— begin TEXT TO READ —

Thapar, along with his parents, met the girl for lunch at a restaurant in a prominent five-star hotel, with her entire family present there too." In many cases, depending on the package, a person from the agency also accompanies the families at such meetings, to introduce them and assess the meeting, and step in in case of awkwardness or a lack of a connection. "I was sitting there awkwardly at first — not a clue what I was doing there — when my dad suggested that the girl and I get a separate table and order our own food while the families sat and talked." If things go well, the agency should be informed of any future meetings, "as a courtesy, not an obligation".

Till date, Thapar has met a handful of girls, out of which one was through the agency. His father is fairly keen on him getting married, and is looking to get another agency on board. Additionally, he has enlisted the services of a couple of high-profile Pandits, who've developed a healthy network among the well-to-do through years of conducting wedding ceremonies, and are now also running their own marriage bureaus. One of the bureaus' website showcases the name of the pandit followed by the title: Astrologer (M.D.). Their databases are even known to feature prominent personalities, including known actresses.

He met one girl at another hotel. The meeting was preceded by the girl's mother meeting with Sunny first to check him out and confirm that the details he had submitted were, in fact, correct. Another meeting took place, without any familial intervention, at a popular coffee shop chain — "It's supposed to be a formal thing; getting a drink in the first few meetings is considered inappropriate." — while a third one had the parents of the girl meeting with Thapar's parents first, following which a meeting between the two was arranged, again, at an expensive hotel. The pandits don't officially charge anything, serving as matchmakers for different families, but it is protocol to gift them (a lot of) money — from Rs 6,000 to Rs 11,000 or more — every single time they visit your home for a "mooh dikhai", as "shagun".

— end TEXT TO READ —

## AIM 1:
Return every line from the records below that contains the word "grass".

— begin MATERIAL PROVIDED —

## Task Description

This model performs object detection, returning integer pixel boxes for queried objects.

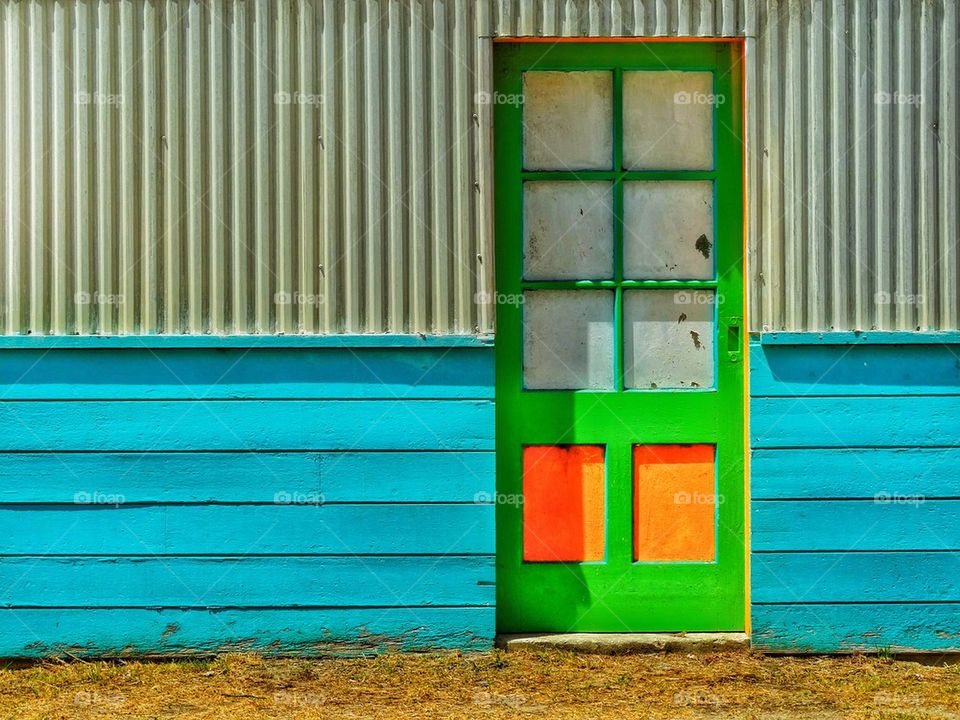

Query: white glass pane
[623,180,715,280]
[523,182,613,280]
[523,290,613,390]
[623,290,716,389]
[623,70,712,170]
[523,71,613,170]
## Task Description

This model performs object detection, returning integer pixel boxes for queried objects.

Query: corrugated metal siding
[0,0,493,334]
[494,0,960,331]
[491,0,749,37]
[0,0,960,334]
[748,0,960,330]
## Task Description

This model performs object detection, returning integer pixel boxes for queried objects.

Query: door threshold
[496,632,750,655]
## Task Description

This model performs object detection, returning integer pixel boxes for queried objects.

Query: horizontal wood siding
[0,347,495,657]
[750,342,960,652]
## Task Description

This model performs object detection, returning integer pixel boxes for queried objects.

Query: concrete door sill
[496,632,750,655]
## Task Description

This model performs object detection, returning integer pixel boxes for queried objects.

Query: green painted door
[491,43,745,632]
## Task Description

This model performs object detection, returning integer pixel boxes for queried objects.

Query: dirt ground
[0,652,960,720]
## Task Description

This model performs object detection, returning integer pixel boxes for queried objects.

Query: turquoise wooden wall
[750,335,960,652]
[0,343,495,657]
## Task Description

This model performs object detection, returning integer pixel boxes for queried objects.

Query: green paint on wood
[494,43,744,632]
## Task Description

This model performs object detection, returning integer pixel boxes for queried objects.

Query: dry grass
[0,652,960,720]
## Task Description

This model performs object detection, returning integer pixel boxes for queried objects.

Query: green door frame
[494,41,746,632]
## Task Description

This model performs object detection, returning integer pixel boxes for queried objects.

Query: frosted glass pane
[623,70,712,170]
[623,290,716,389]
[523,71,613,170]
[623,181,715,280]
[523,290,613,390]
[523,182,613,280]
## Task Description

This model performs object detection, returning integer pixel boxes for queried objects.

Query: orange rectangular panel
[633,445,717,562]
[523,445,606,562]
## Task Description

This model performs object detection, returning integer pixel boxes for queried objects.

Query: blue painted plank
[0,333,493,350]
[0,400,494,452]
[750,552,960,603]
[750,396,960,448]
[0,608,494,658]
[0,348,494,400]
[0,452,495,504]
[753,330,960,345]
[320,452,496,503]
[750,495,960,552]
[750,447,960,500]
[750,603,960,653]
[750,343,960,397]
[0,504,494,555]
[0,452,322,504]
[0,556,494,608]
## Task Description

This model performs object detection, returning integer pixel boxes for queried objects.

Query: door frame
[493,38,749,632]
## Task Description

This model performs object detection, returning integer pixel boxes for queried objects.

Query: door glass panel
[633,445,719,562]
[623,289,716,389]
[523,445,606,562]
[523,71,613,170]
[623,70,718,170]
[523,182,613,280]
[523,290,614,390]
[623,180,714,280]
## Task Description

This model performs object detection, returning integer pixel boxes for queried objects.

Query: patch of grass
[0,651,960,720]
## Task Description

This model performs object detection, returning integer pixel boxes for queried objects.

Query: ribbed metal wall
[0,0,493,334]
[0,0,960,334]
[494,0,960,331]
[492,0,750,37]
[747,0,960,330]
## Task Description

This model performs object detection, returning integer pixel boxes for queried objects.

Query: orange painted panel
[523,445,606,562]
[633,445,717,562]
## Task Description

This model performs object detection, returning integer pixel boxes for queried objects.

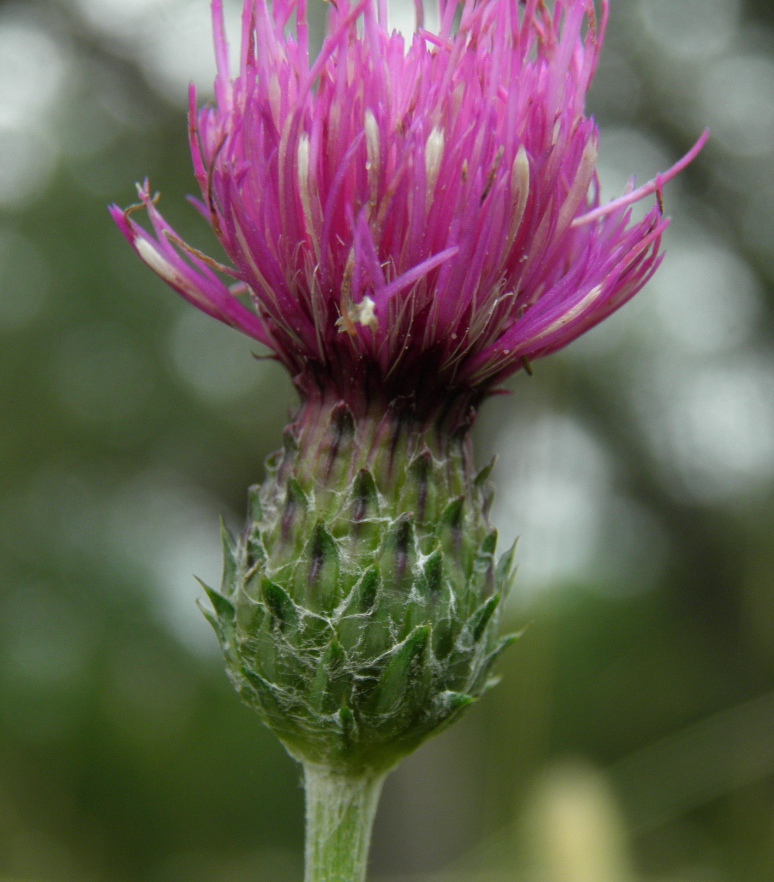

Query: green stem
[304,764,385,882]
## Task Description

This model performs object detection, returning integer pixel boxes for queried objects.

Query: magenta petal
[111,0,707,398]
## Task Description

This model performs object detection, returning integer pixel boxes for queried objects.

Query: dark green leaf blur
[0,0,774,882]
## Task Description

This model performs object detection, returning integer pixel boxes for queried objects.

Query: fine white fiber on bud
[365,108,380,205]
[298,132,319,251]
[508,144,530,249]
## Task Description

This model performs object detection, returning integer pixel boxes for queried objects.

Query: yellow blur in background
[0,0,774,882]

— end MATERIAL PROVIDED —
— begin MATERIAL PROVIDED —

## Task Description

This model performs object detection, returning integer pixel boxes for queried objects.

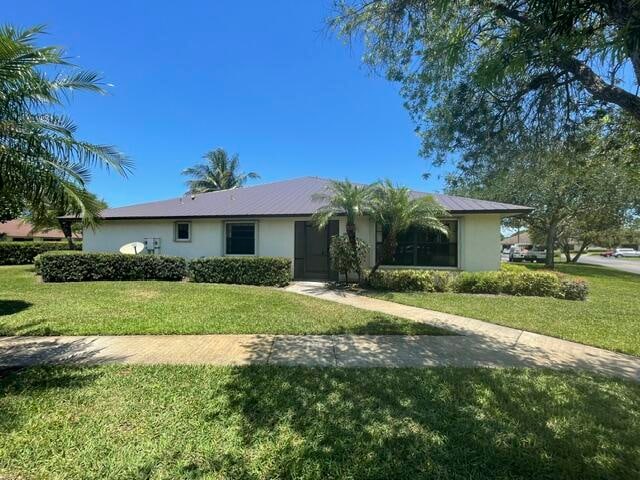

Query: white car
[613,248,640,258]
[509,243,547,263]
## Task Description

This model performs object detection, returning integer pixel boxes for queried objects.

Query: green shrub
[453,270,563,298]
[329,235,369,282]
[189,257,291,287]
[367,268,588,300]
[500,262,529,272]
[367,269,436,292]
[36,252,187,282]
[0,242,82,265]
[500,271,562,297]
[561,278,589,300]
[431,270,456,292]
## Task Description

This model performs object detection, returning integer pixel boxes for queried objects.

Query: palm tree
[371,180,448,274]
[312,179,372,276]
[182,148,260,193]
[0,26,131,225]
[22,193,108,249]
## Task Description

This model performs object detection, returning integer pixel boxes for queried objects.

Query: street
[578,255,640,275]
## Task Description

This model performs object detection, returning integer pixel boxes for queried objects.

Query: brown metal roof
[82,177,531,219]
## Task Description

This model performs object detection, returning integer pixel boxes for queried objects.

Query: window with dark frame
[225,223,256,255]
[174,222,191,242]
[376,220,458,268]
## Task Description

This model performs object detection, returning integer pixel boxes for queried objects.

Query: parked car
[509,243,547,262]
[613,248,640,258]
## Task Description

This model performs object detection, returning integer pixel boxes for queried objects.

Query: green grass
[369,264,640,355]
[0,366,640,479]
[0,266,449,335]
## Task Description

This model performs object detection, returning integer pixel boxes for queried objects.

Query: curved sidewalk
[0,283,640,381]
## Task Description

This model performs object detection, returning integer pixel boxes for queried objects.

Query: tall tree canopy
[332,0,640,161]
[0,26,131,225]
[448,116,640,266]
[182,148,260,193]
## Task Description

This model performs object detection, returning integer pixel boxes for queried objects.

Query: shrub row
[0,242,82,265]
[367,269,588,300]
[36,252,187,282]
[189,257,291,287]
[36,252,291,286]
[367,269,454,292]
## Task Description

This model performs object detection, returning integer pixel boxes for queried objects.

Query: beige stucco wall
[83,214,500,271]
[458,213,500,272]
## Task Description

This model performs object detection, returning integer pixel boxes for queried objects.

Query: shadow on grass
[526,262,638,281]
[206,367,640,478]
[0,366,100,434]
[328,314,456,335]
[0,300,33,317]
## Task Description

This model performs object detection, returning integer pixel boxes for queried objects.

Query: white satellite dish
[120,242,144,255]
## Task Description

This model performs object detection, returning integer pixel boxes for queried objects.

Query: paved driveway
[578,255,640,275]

— end MATERIAL PROVIDED —
— begin MATERIAL PROVIDED —

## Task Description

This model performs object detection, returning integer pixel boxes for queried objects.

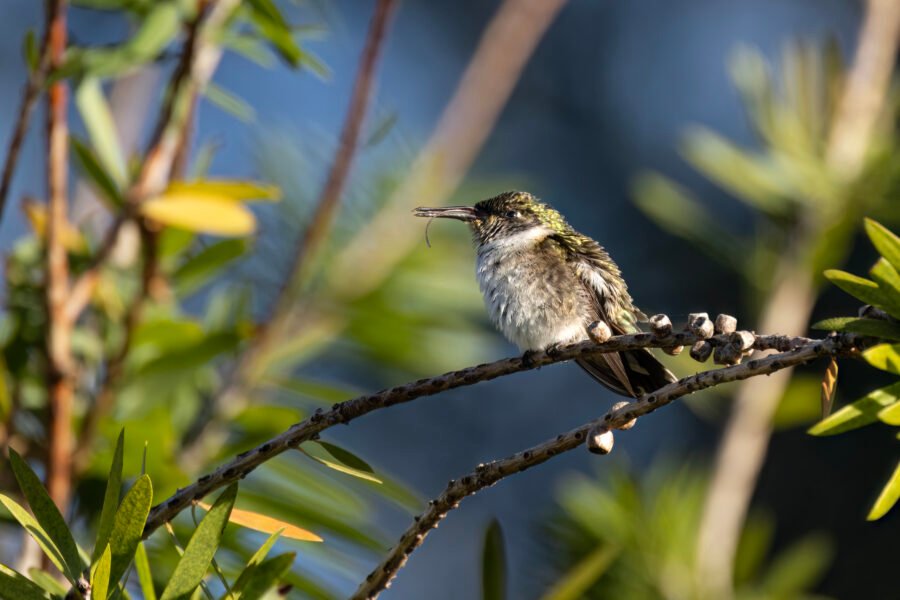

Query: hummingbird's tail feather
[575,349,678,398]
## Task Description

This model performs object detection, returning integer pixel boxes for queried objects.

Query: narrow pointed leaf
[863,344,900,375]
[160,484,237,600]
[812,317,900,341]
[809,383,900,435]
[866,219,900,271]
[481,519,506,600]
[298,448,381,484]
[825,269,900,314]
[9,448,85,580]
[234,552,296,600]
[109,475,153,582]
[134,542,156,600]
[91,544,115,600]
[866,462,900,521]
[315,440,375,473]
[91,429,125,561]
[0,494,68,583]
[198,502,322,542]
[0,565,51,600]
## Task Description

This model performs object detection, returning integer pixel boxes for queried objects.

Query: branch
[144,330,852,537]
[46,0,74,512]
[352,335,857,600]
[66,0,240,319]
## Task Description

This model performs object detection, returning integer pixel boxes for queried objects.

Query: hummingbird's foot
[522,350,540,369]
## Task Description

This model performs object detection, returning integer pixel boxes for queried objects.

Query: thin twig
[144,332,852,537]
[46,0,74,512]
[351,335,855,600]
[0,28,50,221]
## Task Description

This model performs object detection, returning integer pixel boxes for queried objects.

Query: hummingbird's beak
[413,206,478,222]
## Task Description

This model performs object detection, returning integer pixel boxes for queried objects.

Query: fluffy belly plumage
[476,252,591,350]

— end MATERIAL PROVIDED —

## AIM 2:
Translate this sentence from the passage on matchmaking into Spanish: "His father is fairly keen on him getting married, and is looking to get another agency on board."

## WORKED ANSWER 1:
Query: dry grass
Query: patch of grass
Query: green grass
Query: shadow on grass

## WORKED ANSWER 2:
Su padre tiene bastante interés en que se case y está buscando contratar a otra agencia.